Your instructions: Each record should be copied exactly, and none of them omitted.

Data for analysis:
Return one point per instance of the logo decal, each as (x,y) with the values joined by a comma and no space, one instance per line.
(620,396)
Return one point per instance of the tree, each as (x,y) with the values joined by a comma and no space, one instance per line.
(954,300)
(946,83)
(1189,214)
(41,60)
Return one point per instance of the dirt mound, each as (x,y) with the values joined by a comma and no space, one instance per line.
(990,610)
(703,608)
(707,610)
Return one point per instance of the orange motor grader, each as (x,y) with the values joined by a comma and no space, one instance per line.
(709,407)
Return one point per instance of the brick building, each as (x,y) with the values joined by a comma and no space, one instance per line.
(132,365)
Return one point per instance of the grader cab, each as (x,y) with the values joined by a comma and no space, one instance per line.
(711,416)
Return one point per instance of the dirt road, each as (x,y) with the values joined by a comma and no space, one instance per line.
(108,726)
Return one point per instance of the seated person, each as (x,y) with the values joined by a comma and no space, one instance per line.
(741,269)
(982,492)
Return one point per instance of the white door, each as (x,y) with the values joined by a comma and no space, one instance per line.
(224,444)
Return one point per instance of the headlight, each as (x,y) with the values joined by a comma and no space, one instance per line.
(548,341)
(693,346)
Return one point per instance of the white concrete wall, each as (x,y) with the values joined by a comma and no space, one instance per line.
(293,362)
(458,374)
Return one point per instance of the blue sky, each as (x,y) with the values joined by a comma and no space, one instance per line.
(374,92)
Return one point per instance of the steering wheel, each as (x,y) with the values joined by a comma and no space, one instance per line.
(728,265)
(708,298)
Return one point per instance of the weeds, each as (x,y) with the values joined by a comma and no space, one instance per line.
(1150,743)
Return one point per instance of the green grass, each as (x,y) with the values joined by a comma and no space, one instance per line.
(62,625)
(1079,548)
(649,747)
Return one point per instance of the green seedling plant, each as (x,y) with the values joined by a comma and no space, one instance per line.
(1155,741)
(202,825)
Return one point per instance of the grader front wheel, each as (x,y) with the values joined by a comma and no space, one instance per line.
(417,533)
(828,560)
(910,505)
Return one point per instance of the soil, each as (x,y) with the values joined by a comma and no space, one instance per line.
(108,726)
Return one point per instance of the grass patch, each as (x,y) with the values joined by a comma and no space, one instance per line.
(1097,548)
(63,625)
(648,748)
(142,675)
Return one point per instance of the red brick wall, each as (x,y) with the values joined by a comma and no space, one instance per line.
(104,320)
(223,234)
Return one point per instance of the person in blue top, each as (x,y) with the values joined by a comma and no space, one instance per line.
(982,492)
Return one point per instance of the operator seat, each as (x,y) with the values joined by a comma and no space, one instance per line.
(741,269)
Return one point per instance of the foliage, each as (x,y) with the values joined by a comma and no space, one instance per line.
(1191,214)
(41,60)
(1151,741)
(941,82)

Result of the task:
Return one point per instance of the logo decal, each as (x,y) with the values joined by a comma and no space, one instance per line.
(620,396)
Return one point per instance of the tree, each as (x,y) with the values joined by a comma and no space, one instance per line.
(954,300)
(946,83)
(1189,214)
(41,60)
Return one point per instance of the dirt mound, each as (x,y) with the values joined by a comma and no space, one instance per line.
(990,610)
(703,608)
(707,610)
Return one point per instance of the orange motor grader, each as (x,y) with the values joined by a comma and no space, one instance per line.
(709,407)
Return one point per instance of the brick building, each as (x,y) with the values joined by a comma and no space, one instance per line.
(132,365)
Return one point per instance of the grader cab, each as (x,y) with the values joined by a comma and no space, one instance per line.
(711,416)
Return one point per instance of the dirt road, each as (x,y) with the values joined by a comma and no space, one instance per line.
(108,726)
Return one point per instance of the seated person, each as (x,y) with the values joined by a comma and no space, one instance per line.
(741,269)
(982,492)
Return one point per instance of the white door, each as (x,y) with the values joined by a comma and no space, one instance per line.
(224,444)
Return one point per instance of the headlight, each as (x,y) with the values joined by a comma and no space, one instance per line.
(548,341)
(693,346)
Return one point per instance of the white concrete wall, each as (x,y) with the values joined by a comma and no space, one instance per line.
(293,362)
(458,374)
Return one point per instance of the blue sky, each as (x,y) with the values joined by a comma and no space, one instance per line.
(374,92)
Return one point per instance of the steering wheel, each as (x,y) with the values joined by a comma and no space, one instance per line.
(728,265)
(708,298)
Return one point per instance of the weeds, each as (x,y) with the values joined by a comma and no space, one instance per line.
(1150,743)
Return one point per instance of the green grass, each as (x,y) with the values joined by a comma and no space, one instance per line.
(62,625)
(1079,548)
(649,747)
Return one point per instance of the green seedling plant, each as (x,y) with the values joined by a comma and no space, one instance per line.
(1155,741)
(202,825)
Return one point per instance of the grader front wheel, each as (x,y) with the values joined by a comma and no space, one instance per line.
(417,533)
(828,560)
(910,505)
Return one point per instance of the soil, each as (x,y) with the values joined by a comma and no space, one instance per line.
(108,726)
Return one point per instance of the grass patch, each as (x,y) with the values joined by a comma and no space, one instance per line.
(1097,548)
(63,625)
(648,748)
(142,675)
Return one point per instance of the red brick wall, each as (x,y) with the values joined by a comma and no space, one instance per line.
(104,320)
(223,234)
Return one point per instance of the person in blue top, each as (x,y) with the values joined by a comma and no space, one instance per line.
(982,492)
Return one point per instance of the operator seat, each as (x,y) with the values joined by a comma and no space, one instance per line.
(741,269)
Return one point per instance of the foliage, each as (x,y) with the values joined by a comma and no space, one instance per line.
(1191,214)
(41,60)
(1151,741)
(941,82)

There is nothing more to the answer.